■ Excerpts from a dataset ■
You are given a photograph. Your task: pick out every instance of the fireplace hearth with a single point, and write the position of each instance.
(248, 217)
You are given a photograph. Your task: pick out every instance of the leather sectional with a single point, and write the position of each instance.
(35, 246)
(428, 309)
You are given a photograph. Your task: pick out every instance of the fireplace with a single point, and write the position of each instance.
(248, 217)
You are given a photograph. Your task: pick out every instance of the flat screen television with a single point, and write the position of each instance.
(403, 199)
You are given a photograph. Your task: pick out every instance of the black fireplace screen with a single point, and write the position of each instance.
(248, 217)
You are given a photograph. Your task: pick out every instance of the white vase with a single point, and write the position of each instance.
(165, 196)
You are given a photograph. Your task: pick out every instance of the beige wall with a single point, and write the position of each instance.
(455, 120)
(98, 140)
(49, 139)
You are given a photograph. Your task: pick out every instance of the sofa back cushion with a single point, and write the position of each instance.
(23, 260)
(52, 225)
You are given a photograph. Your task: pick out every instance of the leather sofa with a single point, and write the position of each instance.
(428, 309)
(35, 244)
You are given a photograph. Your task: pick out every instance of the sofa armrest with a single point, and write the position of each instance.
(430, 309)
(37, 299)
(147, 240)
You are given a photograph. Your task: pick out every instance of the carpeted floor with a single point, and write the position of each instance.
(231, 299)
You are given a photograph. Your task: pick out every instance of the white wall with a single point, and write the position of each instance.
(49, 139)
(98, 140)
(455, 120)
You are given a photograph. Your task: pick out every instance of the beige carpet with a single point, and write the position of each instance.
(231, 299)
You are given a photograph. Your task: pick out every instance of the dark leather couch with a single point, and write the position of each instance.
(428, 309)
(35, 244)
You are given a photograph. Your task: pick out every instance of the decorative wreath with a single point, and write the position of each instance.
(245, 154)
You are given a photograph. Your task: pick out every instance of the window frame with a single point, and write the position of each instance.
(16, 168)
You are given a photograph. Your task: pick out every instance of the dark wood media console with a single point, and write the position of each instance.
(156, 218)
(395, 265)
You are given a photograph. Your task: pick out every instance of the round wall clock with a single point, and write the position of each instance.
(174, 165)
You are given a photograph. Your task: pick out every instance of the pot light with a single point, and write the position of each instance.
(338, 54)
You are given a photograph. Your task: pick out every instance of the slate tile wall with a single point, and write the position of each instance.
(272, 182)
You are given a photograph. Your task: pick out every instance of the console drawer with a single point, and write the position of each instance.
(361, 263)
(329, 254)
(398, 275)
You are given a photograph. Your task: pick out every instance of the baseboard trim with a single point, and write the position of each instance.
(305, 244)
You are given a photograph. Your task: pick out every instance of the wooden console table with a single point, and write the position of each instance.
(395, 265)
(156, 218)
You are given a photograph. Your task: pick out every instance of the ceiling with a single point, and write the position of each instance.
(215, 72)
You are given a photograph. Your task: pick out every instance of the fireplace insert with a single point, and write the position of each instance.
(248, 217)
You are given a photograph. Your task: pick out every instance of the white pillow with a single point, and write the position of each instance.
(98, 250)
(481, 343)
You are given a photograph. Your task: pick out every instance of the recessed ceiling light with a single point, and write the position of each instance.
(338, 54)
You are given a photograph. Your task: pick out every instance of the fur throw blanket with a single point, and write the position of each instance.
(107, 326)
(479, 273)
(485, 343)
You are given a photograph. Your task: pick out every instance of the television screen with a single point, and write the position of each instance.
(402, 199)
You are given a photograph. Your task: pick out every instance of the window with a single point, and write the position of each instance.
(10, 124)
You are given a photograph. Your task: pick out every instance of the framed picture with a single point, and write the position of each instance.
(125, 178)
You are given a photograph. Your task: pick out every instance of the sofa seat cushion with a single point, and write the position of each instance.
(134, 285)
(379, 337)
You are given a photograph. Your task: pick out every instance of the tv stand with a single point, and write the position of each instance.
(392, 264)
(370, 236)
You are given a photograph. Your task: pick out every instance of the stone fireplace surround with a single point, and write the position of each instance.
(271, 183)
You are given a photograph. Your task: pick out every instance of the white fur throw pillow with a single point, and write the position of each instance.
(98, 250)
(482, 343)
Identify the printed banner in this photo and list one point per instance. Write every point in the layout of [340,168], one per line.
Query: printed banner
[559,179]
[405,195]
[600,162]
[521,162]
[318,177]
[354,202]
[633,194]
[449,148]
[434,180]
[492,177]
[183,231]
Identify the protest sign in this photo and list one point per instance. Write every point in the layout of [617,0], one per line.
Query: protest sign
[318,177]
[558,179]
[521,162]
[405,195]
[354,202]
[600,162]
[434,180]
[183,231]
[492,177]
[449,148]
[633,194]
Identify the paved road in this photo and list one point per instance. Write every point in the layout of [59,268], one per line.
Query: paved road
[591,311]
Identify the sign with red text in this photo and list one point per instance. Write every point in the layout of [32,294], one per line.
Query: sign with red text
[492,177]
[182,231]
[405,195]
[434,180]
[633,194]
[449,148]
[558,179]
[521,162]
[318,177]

■ Exercise brief ■
Write the entries out again in full, exactly as they appear above.

■ Output of the exercise ■
You are given a photograph. Your task: pick out every instance of the fireplace hearth with a single point, and write the position of each instance.
(248, 217)
You are given a photograph. Your task: pick out every instance of the leather sectional with a single point, and write the position of each instance.
(35, 246)
(428, 309)
You are given a photograph. Your task: pick out every instance of the fireplace with a single point, and write the position of each instance.
(248, 217)
You are given a photograph. Your task: pick out every instance of the flat screen television with a single point, and write the position of each instance.
(403, 199)
You are given a photograph. Your task: pick out every instance of the black fireplace screen with a single point, and write the position of each instance.
(248, 217)
You are given a photograph. Your task: pick out every instance of the white vase with a single point, and write the position of each instance.
(165, 196)
You are given a photograph. Your task: pick out every instance of the beige wall with a single point, and write the position of each instance.
(455, 120)
(98, 140)
(49, 139)
You are given a photograph. Your task: pick out every instance of the sofa back cushion with a single point, and write the position of each instance.
(23, 260)
(52, 225)
You are given a photograph. Your task: pick out every instance of the leather sofa with a single point, and write the position of each instance.
(428, 309)
(35, 244)
You are given a photograph. Your task: pick out every instance of the sofa armrest with a single point, and write the position of each instance.
(430, 309)
(37, 299)
(147, 240)
You are given a photograph. Your task: pick out every instance of the carpeted floor with a single point, and write the position of each instance.
(231, 299)
You are given a photograph. Your task: pick out every instance of the white wall with a single point, and write the position of each instance.
(49, 139)
(98, 140)
(455, 120)
You are given a photograph. Your task: pick out every instance of the beige carpet with a single point, and write the position of each instance.
(231, 299)
You are given a photograph. Your task: pick out every instance of the dark leather couch with a single point, and write the position of each instance.
(428, 309)
(35, 244)
You are given a photograph. Your task: pick out every instance of the decorative wreath with a single point, and write the position of each instance.
(245, 154)
You are given a photograph. Your task: pick out every instance of the window frame with a single point, and write the position of each instance.
(16, 168)
You are given a photograph. Your task: pick out every instance of the dark wood media console with a single point, and write the position of each instance.
(156, 218)
(395, 265)
You are given a photograph. Your task: pick out every instance of the round wall clock with a single point, and write the position of each instance.
(174, 165)
You are given a photograph. Your task: pick out every instance of the pot light with a single point, and write the position of each instance.
(338, 54)
You are given a photograph. Your task: pick out every instance of the slate tile wall with a single point, and write the position of each instance.
(272, 182)
You are given a photograph. Your task: pick out every instance of the console drawer with a single point, and write the position of each instance.
(361, 263)
(329, 254)
(398, 275)
You are given a photograph. Your task: pick out every instance of the baseboard trim with a single point, and write the position of each instance.
(305, 244)
You are given a photograph. Your task: pick out every instance of the wooden console table with a single point, and write the position of each instance.
(395, 265)
(156, 218)
You are given a photograph. Your task: pick out every instance of the ceiling with a single point, and write the position of each instance.
(215, 72)
You are given a photograph. Your task: pick out every instance of the fireplace insert with a single point, and write the position of each instance.
(248, 217)
You are given a photograph. Your task: pick out every instance of the white pillow with a single point, and write the position of each instance.
(98, 250)
(481, 343)
You are given a photograph. Your task: pick out every instance of the recessed ceiling light with a single point, and write the position of each instance.
(338, 54)
You are given a photograph. Your task: pick out every instance of the fur throw blanket with a single point, and write the position of each instance.
(107, 326)
(479, 273)
(485, 343)
You are given a photograph. Your task: pick out every instance of the television screen with a single point, and write the position of each instance.
(402, 199)
You are given a photograph. Your task: pick out every instance of the window with a single point, and write the position of each instance.
(10, 124)
You are given a photograph. Your task: pick out every instance of the framed picture with a single point, and write the position of each instance.
(125, 178)
You are given a photograph. Your task: pick out every instance of the sofa seat cushion with a single point, and write the position of each instance.
(134, 285)
(379, 337)
You are given a photograph. Your task: pick out every instance of the tv stand with a single point, and write the position of each instance.
(392, 264)
(370, 236)
You are given a photograph. Your task: pick out every instance of the stone fireplace surround with a single point, and write the position of each instance.
(271, 183)
You are given a photograph. Your task: pick out every instance of the white fur throw pillow with a single point, and write the position of each instance.
(98, 250)
(482, 343)
Identify the printed banner in this photo and list one point per instance. Write every point in the layout of [340,168], one per line.
Query: printed banner
[559,179]
[405,195]
[600,162]
[521,162]
[318,177]
[354,202]
[633,194]
[449,148]
[434,180]
[492,177]
[183,231]
Identify the protest sign in this photo and list one point per instance. Write every point in the layout of [617,0], one per line.
Query: protest sign
[318,177]
[558,179]
[521,162]
[405,195]
[354,202]
[600,162]
[434,180]
[183,231]
[492,177]
[449,148]
[633,194]
Identify the paved road in this photo and list one point per instance. Write every point in the layout of [59,268], one per line.
Query: paved road
[591,311]
Identify the sign with red text in this photo and list one point per instance. Write every point in the layout of [32,294], one per line.
Query: sign with red text
[492,177]
[182,231]
[405,195]
[434,180]
[633,194]
[449,148]
[558,179]
[521,162]
[318,177]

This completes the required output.